====== Text provided ======

Don’t Poach That Breast
Poaching chicken breast is old-school. Roast your chicken. Roasting concentrates and intensifies the flavor of any food. The perfect temperature for roasted chicken is 375˚F. And if you are particularly picky, try searing it in a skillet with the skin side down before roasting. This ensures maximum moisture entrapment, resulting in exquisitely moist and tasty chicken breast. Trust me, it’s worth the extra work.
Cooking chicken breast properly requires beating the chicken!
The biggest inherent physical flaw of chicken breast is its uneven thickness. Either the thick end is perfect and the thin side overcooked or the thin side is perfect and the thick end is still raw. The solution is found in a little pounding and flattening, best done with a meat mallet or even a rolling pin. You should end up with a tidy chicken piece of uniform thickness that will cook evenly.
Do Use a Marinade
Marinades and rubs boost the flavor of any piece of meat and are perfect for chicken breast. Aromatics like ginger, garlic, brown sugar, lemon, and salt do wonderful things. Many of these common marinade ingredients tenderize and add moisture in addition to flavor.
Do Slice Against the Grain
At any point in the cooking process, if you’re going to slice your chicken, go against the grain. This means slicing your chicken breast in the direction that makes a shorter chicken piece. All meats are made of bundles of muscle fibers and cutting across them means tender, softer chicken morsels. Be sure to use a carving knife or my preference, a chef’s knife, to do the job done efficiently.

======

Written instruction A
In the listing below, output as a numbered list every line from the one containing "Mark one point on each instance of the blue background" through the final line of the listing, both ends included, leaving out blank lines.

====== Supplied data ======

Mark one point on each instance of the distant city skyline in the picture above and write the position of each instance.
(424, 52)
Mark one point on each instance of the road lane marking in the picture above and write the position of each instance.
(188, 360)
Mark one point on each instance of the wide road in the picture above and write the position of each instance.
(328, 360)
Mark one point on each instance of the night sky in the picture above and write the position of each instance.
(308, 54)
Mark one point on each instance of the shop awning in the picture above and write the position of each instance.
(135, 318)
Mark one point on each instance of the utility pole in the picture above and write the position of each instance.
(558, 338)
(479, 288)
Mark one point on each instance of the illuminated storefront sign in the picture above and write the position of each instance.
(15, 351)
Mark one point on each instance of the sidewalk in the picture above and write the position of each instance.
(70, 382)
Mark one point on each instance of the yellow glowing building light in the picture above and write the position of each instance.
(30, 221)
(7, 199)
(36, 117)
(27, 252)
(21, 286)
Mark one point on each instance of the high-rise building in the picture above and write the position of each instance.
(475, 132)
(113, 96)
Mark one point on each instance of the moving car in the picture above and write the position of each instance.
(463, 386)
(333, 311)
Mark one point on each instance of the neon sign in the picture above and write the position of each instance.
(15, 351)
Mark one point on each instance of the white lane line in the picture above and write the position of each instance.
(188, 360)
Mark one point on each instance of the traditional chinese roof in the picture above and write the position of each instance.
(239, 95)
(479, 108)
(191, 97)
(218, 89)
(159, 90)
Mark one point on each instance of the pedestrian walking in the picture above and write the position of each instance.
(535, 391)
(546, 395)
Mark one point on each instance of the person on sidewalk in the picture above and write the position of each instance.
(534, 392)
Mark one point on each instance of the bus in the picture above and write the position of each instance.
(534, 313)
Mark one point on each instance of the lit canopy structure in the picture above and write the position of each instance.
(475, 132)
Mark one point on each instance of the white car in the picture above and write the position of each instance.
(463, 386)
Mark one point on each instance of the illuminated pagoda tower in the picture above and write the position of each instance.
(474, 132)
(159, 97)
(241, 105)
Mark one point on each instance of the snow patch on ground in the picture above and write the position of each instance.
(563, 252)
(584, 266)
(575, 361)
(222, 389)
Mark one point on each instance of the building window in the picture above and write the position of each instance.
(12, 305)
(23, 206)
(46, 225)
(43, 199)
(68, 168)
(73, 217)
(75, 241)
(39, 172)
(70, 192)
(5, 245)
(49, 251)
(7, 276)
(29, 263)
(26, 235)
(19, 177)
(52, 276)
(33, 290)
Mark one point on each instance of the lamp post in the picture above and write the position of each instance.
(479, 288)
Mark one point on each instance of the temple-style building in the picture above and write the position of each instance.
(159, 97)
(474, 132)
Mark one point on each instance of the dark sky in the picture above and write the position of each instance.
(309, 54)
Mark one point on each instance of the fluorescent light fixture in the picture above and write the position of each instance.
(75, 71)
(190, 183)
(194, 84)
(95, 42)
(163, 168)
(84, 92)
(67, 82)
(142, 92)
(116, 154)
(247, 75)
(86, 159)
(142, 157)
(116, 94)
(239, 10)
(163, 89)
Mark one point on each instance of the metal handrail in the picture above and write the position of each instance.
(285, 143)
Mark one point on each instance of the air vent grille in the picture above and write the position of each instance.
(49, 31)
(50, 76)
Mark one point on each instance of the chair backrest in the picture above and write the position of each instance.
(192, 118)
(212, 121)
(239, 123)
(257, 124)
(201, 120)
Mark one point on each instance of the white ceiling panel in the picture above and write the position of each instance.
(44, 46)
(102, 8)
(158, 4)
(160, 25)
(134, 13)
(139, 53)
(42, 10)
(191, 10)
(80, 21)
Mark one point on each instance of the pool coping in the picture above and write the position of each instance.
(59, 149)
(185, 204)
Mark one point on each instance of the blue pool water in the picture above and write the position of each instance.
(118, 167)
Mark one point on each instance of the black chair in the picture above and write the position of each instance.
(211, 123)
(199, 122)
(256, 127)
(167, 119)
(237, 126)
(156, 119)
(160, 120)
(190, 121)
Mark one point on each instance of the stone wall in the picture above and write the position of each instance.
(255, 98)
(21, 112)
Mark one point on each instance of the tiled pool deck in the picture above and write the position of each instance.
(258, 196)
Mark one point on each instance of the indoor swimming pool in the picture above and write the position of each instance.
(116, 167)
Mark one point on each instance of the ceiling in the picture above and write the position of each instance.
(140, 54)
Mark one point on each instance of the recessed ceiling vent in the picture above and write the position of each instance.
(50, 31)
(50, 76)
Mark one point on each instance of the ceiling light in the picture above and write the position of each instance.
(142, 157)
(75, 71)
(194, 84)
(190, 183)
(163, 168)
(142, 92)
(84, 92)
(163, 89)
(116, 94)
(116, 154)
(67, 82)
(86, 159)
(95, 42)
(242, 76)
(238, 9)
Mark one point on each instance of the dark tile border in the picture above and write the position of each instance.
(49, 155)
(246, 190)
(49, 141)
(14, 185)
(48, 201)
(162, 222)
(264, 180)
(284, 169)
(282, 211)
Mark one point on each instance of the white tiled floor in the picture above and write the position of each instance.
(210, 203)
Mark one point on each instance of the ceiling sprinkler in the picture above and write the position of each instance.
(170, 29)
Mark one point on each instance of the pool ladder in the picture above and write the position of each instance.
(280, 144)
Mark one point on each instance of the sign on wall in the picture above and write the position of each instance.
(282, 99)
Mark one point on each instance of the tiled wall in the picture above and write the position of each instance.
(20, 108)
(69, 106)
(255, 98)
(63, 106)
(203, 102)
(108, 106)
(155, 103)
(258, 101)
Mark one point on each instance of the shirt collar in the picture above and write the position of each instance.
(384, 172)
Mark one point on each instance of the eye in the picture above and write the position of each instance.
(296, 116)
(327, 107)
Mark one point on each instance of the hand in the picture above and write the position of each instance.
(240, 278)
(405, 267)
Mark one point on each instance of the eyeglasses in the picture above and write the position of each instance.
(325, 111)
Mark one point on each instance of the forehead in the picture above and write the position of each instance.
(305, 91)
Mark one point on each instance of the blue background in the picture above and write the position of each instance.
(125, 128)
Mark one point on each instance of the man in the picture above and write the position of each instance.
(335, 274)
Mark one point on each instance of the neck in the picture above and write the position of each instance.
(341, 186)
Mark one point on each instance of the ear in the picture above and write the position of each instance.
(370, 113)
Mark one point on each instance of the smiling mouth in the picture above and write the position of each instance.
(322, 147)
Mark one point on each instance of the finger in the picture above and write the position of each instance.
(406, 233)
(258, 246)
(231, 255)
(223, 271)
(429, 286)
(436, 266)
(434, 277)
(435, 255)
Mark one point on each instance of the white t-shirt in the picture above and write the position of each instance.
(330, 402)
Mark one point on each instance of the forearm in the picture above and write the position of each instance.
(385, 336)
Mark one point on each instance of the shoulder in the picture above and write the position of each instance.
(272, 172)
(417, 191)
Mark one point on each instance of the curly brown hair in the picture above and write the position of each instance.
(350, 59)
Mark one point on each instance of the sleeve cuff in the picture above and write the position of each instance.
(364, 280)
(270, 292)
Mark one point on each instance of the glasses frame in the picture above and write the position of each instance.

======

Written instruction B
Echo the passage of the chicken breast cooking tips above that runs from "The biggest inherent" through "will cook evenly.", inclusive, keeping every word unchanged.

Full output A
1. Mark one point on each instance of the blue background in the picture above and write the position of each instance.
2. (125, 128)
3. Mark one point on each instance of the man in the picture above and write the position of each instance.
4. (335, 274)
5. Mark one point on each instance of the neck in the picture above and write the position of each instance.
6. (341, 186)
7. Mark one point on each instance of the ear in the picture above and write the position of each instance.
8. (370, 113)
9. Mark one point on each instance of the smiling mouth in the picture above and write the position of each instance.
10. (322, 147)
11. Mark one point on each instance of the finger in the picture above and write the position of each instance.
12. (406, 233)
13. (258, 246)
14. (231, 255)
15. (223, 271)
16. (429, 286)
17. (436, 266)
18. (434, 277)
19. (435, 255)
20. Mark one point on each instance of the white t-shirt in the picture above and write the position of each instance.
21. (330, 402)
22. Mark one point on each instance of the forearm in the picture above and write the position of each instance.
23. (385, 336)
24. Mark one point on each instance of the shoulder in the picture above and write the position of each instance.
25. (272, 172)
26. (417, 191)
27. Mark one point on each instance of the curly brown hair in the picture above and write the position of each instance.
28. (350, 59)
29. Mark one point on each instance of the sleeve cuff in the picture above and write the position of each instance.
30. (364, 280)
31. (270, 292)
32. Mark one point on each instance of the glasses frame in the picture above and write the position of each instance.

Full output B
The biggest inherent physical flaw of chicken breast is its uneven thickness. Either the thick end is perfect and the thin side overcooked or the thin side is perfect and the thick end is still raw. The solution is found in a little pounding and flattening, best done with a meat mallet or even a rolling pin. You should end up with a tidy chicken piece of uniform thickness that will cook evenly.